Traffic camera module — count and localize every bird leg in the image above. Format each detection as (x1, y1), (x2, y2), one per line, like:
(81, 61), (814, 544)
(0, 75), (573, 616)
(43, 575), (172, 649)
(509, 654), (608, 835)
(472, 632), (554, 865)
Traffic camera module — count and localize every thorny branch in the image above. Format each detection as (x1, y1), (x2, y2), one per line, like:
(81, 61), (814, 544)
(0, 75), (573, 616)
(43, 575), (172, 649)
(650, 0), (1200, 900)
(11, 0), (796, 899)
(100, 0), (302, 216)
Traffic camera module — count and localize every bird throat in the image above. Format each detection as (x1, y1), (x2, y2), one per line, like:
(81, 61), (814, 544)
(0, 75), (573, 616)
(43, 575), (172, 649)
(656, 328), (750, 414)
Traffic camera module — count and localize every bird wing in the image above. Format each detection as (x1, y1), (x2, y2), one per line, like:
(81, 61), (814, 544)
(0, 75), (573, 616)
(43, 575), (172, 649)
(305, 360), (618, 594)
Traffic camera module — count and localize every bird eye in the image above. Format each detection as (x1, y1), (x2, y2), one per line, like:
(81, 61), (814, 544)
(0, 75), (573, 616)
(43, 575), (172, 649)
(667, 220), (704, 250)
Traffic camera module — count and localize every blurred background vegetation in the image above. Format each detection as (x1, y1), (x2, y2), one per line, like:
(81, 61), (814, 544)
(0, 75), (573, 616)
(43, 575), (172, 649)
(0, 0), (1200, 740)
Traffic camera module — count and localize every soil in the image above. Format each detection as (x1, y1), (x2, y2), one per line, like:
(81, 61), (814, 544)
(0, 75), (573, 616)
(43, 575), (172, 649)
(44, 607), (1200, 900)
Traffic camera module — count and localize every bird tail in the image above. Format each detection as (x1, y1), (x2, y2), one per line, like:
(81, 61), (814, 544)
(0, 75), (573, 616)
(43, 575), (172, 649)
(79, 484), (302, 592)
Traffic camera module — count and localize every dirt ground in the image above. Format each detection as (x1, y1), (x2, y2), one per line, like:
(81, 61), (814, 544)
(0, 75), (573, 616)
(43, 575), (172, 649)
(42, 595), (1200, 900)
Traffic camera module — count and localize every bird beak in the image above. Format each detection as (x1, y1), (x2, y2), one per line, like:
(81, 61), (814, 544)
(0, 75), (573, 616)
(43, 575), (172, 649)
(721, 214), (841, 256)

:: What this task involves ::
Copy all of the material above word for word, keeping every line in its original order.

:: Result below ::
Traffic camera module — count and localize every bird leg in the image above. Format each detection as (x1, y1), (x2, y2), one per line, like:
(81, 61), (814, 544)
(0, 75), (573, 616)
(43, 575), (172, 649)
(509, 654), (608, 835)
(472, 632), (554, 865)
Traffic camera module — count and localize every thorny branch in the image above. Format each detection as (x1, y1), (x2, y2), one per line, like:
(81, 61), (814, 544)
(0, 75), (573, 616)
(43, 575), (172, 649)
(650, 0), (1200, 900)
(11, 0), (796, 899)
(100, 0), (302, 216)
Traffic camera module — count and localize every bird throat in the image above. Format each detection as (x1, y1), (x2, y2), one per line, like:
(81, 61), (814, 544)
(0, 75), (573, 616)
(43, 575), (172, 649)
(656, 328), (750, 414)
Traffic camera module — count and localize every bird wing in the image above. Format each detection as (x1, y1), (x2, y2), one per line, like:
(81, 61), (814, 544)
(0, 75), (573, 616)
(43, 575), (172, 649)
(305, 360), (618, 594)
Traffic camera module — count and localize every bird eye in the image above. Format each detection as (x1, y1), (x2, y2), one per line, like:
(81, 61), (814, 544)
(0, 75), (573, 616)
(43, 575), (172, 649)
(667, 220), (704, 250)
Traffic camera module — count and localize every blurred background vegetation in the image above. Format each detection as (x1, y1), (x2, y2), one per line, like:
(81, 61), (814, 544)
(0, 75), (573, 616)
(43, 575), (172, 649)
(0, 0), (1200, 740)
Traffic camera module — count and localize every soil in the image above. Format each detection as (x1, y1), (x2, y2), one per line, like:
(81, 61), (814, 544)
(0, 75), (573, 616)
(43, 575), (172, 649)
(44, 607), (1200, 900)
Traffic camera module — count and localize every bird tail in the image above. Format each detection as (x1, y1), (x2, y2), one per line, like:
(81, 61), (814, 544)
(0, 75), (573, 616)
(43, 575), (172, 649)
(79, 484), (302, 592)
Traffic camera module — count and localize every dirt ground in the image above. Format each detection as (x1, y1), (x2, y2), one per line, like:
(81, 61), (814, 544)
(0, 75), (573, 616)
(43, 575), (172, 649)
(42, 595), (1200, 900)
Traffic camera module — count and localize every bird beak in the image above. Format each detection as (x1, y1), (x2, y2), one per line, like:
(81, 61), (814, 544)
(0, 75), (573, 616)
(43, 575), (172, 649)
(721, 214), (841, 256)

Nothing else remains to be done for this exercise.